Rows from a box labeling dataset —
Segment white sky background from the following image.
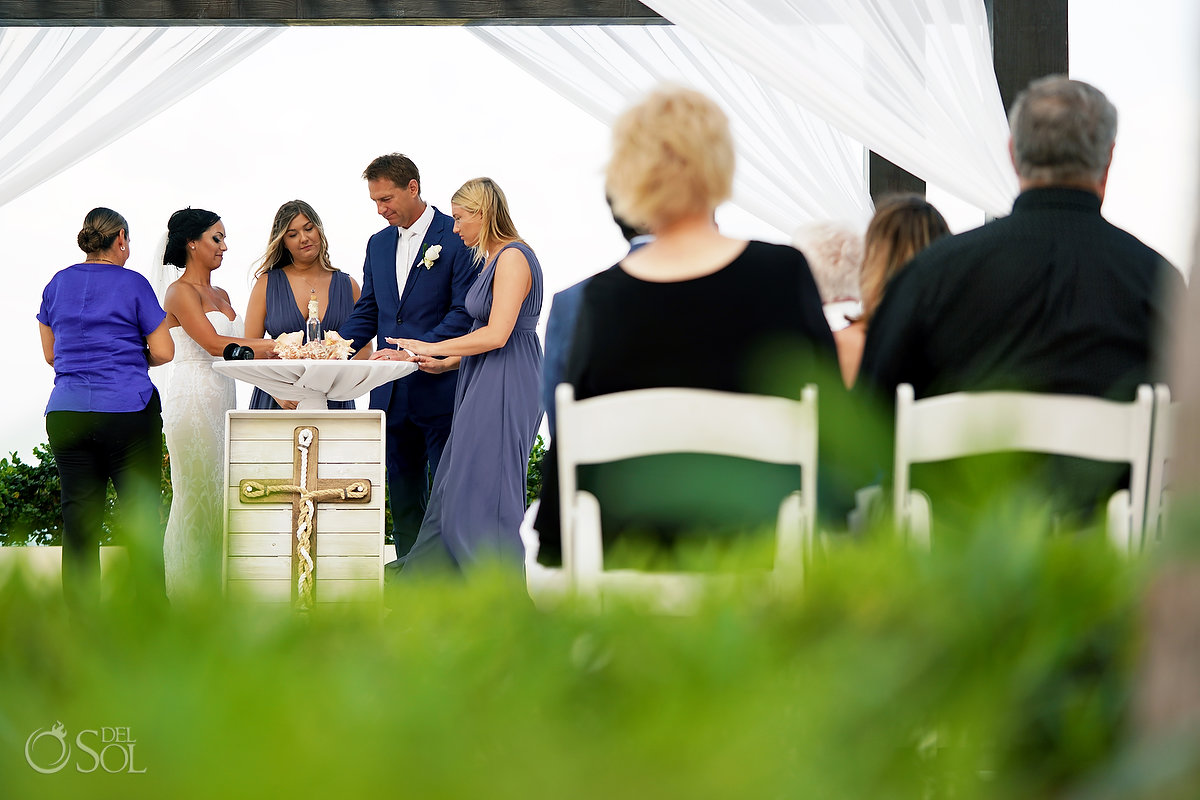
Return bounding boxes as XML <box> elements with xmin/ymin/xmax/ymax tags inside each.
<box><xmin>0</xmin><ymin>0</ymin><xmax>1200</xmax><ymax>459</ymax></box>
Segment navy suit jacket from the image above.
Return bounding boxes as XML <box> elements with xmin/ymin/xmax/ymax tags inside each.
<box><xmin>338</xmin><ymin>207</ymin><xmax>478</xmax><ymax>417</ymax></box>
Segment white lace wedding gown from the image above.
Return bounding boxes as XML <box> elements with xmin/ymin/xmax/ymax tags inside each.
<box><xmin>162</xmin><ymin>311</ymin><xmax>242</xmax><ymax>600</ymax></box>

EXERCISE — Please turn all the items above into a numbered list with one entry per line, skipping blank lines and leaving out the pictures.

OUTPUT OF THE EXERCISE —
1. Segment white sky background from the following image.
2. Return bounding boxes as XML <box> elements with xmin/ymin/xmax/ymax tags inside each.
3. <box><xmin>0</xmin><ymin>0</ymin><xmax>1200</xmax><ymax>459</ymax></box>
4. Segment navy suit jacket from the image above.
5. Return bounding boxes as XML <box> elements with xmin/ymin/xmax/ymax tags inside each.
6. <box><xmin>338</xmin><ymin>207</ymin><xmax>478</xmax><ymax>417</ymax></box>
7. Segment white lace wedding gown from the image above.
8. Return bounding boxes as XML <box> elements with xmin/ymin/xmax/ymax tags inside each.
9. <box><xmin>162</xmin><ymin>311</ymin><xmax>242</xmax><ymax>600</ymax></box>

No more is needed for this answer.